Reproduce the data shown below exactly.

Segment Start: PROVIDED MATERIAL

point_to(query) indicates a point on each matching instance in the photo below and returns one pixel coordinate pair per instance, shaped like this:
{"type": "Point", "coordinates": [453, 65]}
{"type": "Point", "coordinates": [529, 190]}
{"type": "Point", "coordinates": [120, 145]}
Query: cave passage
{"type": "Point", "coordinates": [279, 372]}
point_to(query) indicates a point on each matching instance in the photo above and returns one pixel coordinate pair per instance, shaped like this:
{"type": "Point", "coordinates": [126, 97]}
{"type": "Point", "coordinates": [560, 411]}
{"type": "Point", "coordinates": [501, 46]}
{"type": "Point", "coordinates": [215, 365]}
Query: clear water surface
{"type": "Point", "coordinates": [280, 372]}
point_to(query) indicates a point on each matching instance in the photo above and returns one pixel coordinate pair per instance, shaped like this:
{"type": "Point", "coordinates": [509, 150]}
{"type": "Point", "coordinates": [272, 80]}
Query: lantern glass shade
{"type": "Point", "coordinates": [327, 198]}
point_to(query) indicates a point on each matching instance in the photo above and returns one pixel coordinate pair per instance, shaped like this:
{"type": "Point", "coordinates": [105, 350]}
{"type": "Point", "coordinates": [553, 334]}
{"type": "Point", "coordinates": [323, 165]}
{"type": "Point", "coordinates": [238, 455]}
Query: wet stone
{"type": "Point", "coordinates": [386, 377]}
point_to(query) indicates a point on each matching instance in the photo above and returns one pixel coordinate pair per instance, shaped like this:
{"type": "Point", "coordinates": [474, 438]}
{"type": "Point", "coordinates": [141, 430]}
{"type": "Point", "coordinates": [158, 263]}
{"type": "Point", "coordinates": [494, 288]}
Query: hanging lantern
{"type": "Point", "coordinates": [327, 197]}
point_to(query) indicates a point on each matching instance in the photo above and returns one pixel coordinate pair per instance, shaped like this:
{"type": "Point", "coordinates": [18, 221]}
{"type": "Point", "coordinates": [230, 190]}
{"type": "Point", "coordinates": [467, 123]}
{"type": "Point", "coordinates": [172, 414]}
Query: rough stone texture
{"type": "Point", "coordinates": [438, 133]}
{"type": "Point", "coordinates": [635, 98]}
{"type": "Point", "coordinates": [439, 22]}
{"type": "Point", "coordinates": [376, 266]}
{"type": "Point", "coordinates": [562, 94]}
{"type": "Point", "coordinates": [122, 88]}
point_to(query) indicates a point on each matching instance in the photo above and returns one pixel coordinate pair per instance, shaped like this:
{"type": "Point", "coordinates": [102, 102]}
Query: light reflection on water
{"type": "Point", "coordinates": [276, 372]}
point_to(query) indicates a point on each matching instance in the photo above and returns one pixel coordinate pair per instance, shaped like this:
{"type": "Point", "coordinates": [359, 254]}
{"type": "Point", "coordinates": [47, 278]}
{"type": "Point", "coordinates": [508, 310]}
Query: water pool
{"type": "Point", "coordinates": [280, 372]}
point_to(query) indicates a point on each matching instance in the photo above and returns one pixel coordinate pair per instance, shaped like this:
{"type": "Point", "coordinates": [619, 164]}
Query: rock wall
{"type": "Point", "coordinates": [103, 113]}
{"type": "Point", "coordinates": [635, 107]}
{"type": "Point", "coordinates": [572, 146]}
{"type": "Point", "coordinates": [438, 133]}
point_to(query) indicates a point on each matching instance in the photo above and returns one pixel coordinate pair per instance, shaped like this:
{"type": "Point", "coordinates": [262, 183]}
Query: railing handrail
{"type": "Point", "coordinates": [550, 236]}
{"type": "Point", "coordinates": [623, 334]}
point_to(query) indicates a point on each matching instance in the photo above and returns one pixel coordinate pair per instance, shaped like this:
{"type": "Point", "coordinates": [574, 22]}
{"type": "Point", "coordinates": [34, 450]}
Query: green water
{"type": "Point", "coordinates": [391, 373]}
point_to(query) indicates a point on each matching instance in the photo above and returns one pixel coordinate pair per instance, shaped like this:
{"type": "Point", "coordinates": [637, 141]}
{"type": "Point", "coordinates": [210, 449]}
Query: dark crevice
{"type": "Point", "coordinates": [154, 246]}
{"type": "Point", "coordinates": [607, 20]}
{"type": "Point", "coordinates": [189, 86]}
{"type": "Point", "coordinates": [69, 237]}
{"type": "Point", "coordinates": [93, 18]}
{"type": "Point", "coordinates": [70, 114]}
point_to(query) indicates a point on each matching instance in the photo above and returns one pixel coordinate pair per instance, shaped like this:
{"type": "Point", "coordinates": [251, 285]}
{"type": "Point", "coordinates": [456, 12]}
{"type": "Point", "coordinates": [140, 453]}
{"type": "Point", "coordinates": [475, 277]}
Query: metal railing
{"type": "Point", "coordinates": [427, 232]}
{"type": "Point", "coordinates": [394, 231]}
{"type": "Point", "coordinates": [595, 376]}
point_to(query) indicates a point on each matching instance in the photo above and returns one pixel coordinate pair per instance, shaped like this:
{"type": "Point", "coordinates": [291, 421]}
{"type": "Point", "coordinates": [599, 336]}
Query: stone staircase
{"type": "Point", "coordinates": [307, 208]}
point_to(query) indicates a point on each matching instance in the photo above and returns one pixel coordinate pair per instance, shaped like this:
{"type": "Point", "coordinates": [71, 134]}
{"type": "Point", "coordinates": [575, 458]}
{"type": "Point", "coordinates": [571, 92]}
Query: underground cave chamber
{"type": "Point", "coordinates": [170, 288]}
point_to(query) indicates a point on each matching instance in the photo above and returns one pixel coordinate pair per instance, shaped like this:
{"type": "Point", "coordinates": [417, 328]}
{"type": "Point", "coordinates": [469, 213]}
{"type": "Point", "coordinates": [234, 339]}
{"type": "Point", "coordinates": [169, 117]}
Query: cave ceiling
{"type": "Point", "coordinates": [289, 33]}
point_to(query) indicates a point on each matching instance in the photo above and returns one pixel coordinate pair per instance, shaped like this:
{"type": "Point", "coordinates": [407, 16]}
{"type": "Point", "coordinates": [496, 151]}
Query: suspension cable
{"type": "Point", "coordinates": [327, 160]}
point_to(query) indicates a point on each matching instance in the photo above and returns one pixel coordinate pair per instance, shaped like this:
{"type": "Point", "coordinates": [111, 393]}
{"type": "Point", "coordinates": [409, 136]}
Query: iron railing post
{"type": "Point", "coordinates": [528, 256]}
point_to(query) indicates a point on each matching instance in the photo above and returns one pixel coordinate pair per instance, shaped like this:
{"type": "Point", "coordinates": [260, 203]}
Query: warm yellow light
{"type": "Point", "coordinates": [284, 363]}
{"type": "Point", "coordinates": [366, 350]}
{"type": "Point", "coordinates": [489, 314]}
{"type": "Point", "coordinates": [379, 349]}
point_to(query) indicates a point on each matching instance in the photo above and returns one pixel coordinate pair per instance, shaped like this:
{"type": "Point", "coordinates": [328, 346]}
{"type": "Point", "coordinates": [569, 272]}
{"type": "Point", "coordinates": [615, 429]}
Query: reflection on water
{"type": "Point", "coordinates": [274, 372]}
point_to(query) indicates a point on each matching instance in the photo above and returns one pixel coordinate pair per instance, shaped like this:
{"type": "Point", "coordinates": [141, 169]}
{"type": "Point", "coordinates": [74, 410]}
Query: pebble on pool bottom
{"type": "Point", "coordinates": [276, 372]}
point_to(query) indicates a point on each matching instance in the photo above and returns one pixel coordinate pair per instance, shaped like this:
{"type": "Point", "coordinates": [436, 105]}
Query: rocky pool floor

Segment End: PROVIDED MATERIAL

▶ [OUTPUT OF THE EXERCISE]
point_to(query) indicates a point on each matching instance in the photo below and returns one pixel coordinate pair per instance, shaped like this:
{"type": "Point", "coordinates": [453, 65]}
{"type": "Point", "coordinates": [529, 190]}
{"type": "Point", "coordinates": [120, 145]}
Query: cave passage
{"type": "Point", "coordinates": [279, 372]}
point_to(query) indicates a point on each matching instance in the photo above and returns one pixel coordinate pair per instance, shaped like this:
{"type": "Point", "coordinates": [126, 97]}
{"type": "Point", "coordinates": [560, 411]}
{"type": "Point", "coordinates": [501, 46]}
{"type": "Point", "coordinates": [215, 365]}
Query: clear water surface
{"type": "Point", "coordinates": [280, 372]}
point_to(query) indicates a point on each matching instance in the photo above and returns one pixel coordinate pair per instance, shaped like this:
{"type": "Point", "coordinates": [509, 150]}
{"type": "Point", "coordinates": [272, 80]}
Query: lantern glass shade
{"type": "Point", "coordinates": [327, 198]}
point_to(query) indicates a point on each matching instance in the photo above and returns one pixel coordinate pair per instance, shaped like this:
{"type": "Point", "coordinates": [105, 350]}
{"type": "Point", "coordinates": [553, 334]}
{"type": "Point", "coordinates": [323, 165]}
{"type": "Point", "coordinates": [238, 455]}
Query: wet stone
{"type": "Point", "coordinates": [386, 377]}
point_to(query) indicates a point on each matching instance in the photo above and returns one pixel coordinate pair per instance, shaped like this:
{"type": "Point", "coordinates": [474, 438]}
{"type": "Point", "coordinates": [141, 430]}
{"type": "Point", "coordinates": [158, 263]}
{"type": "Point", "coordinates": [494, 288]}
Query: hanging lantern
{"type": "Point", "coordinates": [327, 197]}
point_to(query) indicates a point on each matching instance in the photo above and returns one pixel coordinate pair per instance, shaped like this:
{"type": "Point", "coordinates": [18, 221]}
{"type": "Point", "coordinates": [230, 190]}
{"type": "Point", "coordinates": [467, 123]}
{"type": "Point", "coordinates": [172, 414]}
Query: rough stone texture
{"type": "Point", "coordinates": [438, 133]}
{"type": "Point", "coordinates": [635, 98]}
{"type": "Point", "coordinates": [439, 22]}
{"type": "Point", "coordinates": [376, 266]}
{"type": "Point", "coordinates": [562, 94]}
{"type": "Point", "coordinates": [122, 88]}
point_to(query) indicates a point on each matching instance in the photo above and returns one pixel coordinate pair per instance, shaped like this:
{"type": "Point", "coordinates": [102, 102]}
Query: light reflection on water
{"type": "Point", "coordinates": [276, 372]}
point_to(query) indicates a point on each matching instance in the photo above and returns one pixel coordinate pair per instance, shaped like this:
{"type": "Point", "coordinates": [359, 254]}
{"type": "Point", "coordinates": [47, 278]}
{"type": "Point", "coordinates": [508, 310]}
Query: water pool
{"type": "Point", "coordinates": [280, 372]}
point_to(query) indicates a point on each matching instance in the photo above and returns one pixel coordinate pair per instance, shaped like this:
{"type": "Point", "coordinates": [619, 164]}
Query: rock wall
{"type": "Point", "coordinates": [103, 113]}
{"type": "Point", "coordinates": [635, 107]}
{"type": "Point", "coordinates": [572, 146]}
{"type": "Point", "coordinates": [438, 133]}
point_to(query) indicates a point on each matching instance in the photo above and returns one pixel coordinate pair per instance, shaped like this:
{"type": "Point", "coordinates": [262, 183]}
Query: railing handrail
{"type": "Point", "coordinates": [550, 236]}
{"type": "Point", "coordinates": [623, 334]}
point_to(query) indicates a point on each matching instance in the photo above and returns one pixel coordinate pair per instance, shaped like this:
{"type": "Point", "coordinates": [574, 22]}
{"type": "Point", "coordinates": [34, 450]}
Query: green water
{"type": "Point", "coordinates": [391, 373]}
point_to(query) indicates a point on each matching instance in the photo above and returns one pixel coordinate pair per instance, shaped like this:
{"type": "Point", "coordinates": [637, 141]}
{"type": "Point", "coordinates": [210, 449]}
Query: dark crevice
{"type": "Point", "coordinates": [154, 246]}
{"type": "Point", "coordinates": [607, 20]}
{"type": "Point", "coordinates": [189, 86]}
{"type": "Point", "coordinates": [69, 237]}
{"type": "Point", "coordinates": [93, 18]}
{"type": "Point", "coordinates": [70, 114]}
point_to(query) indicates a point on each matching instance in the photo above and returns one pixel coordinate pair per instance, shaped like this:
{"type": "Point", "coordinates": [251, 285]}
{"type": "Point", "coordinates": [456, 12]}
{"type": "Point", "coordinates": [140, 453]}
{"type": "Point", "coordinates": [475, 277]}
Query: metal railing
{"type": "Point", "coordinates": [427, 232]}
{"type": "Point", "coordinates": [394, 231]}
{"type": "Point", "coordinates": [595, 376]}
point_to(query) indicates a point on each matching instance in the photo above and returns one pixel coordinate pair per instance, shaped like this:
{"type": "Point", "coordinates": [291, 421]}
{"type": "Point", "coordinates": [599, 336]}
Query: stone staircase
{"type": "Point", "coordinates": [307, 208]}
point_to(query) indicates a point on each matching instance in the photo above and returns one pixel coordinate pair per instance, shaped like this:
{"type": "Point", "coordinates": [71, 134]}
{"type": "Point", "coordinates": [575, 458]}
{"type": "Point", "coordinates": [571, 92]}
Query: underground cave chamber
{"type": "Point", "coordinates": [170, 288]}
point_to(query) indicates a point on each matching instance in the photo above and returns one pixel coordinate pair per instance, shaped like this:
{"type": "Point", "coordinates": [417, 328]}
{"type": "Point", "coordinates": [469, 213]}
{"type": "Point", "coordinates": [234, 339]}
{"type": "Point", "coordinates": [169, 117]}
Query: cave ceiling
{"type": "Point", "coordinates": [289, 33]}
point_to(query) indicates a point on each matching instance in the photo above and returns one pixel coordinate pair per instance, shaped like this:
{"type": "Point", "coordinates": [407, 16]}
{"type": "Point", "coordinates": [496, 151]}
Query: suspension cable
{"type": "Point", "coordinates": [327, 160]}
point_to(query) indicates a point on each matching instance in the photo above and returns one pixel coordinate pair per instance, shaped like this:
{"type": "Point", "coordinates": [111, 393]}
{"type": "Point", "coordinates": [409, 136]}
Query: iron railing post
{"type": "Point", "coordinates": [528, 256]}
point_to(query) indicates a point on each matching instance in the photo above and returns one pixel coordinate pair per instance, shaped like this:
{"type": "Point", "coordinates": [260, 203]}
Query: warm yellow light
{"type": "Point", "coordinates": [284, 363]}
{"type": "Point", "coordinates": [366, 350]}
{"type": "Point", "coordinates": [489, 314]}
{"type": "Point", "coordinates": [379, 349]}
point_to(query) indicates a point on each matching instance in the photo above and returns one pixel coordinate pair per instance, shaped like this:
{"type": "Point", "coordinates": [328, 346]}
{"type": "Point", "coordinates": [569, 272]}
{"type": "Point", "coordinates": [615, 429]}
Query: reflection on water
{"type": "Point", "coordinates": [274, 372]}
point_to(query) indicates a point on each matching instance in the photo above and returns one pixel coordinate pair per instance, shaped like this:
{"type": "Point", "coordinates": [141, 169]}
{"type": "Point", "coordinates": [74, 410]}
Query: pebble on pool bottom
{"type": "Point", "coordinates": [276, 372]}
point_to(query) indicates a point on each matching instance in the photo above and returns one pixel coordinate pair per instance, shaped like this:
{"type": "Point", "coordinates": [436, 105]}
Query: rocky pool floor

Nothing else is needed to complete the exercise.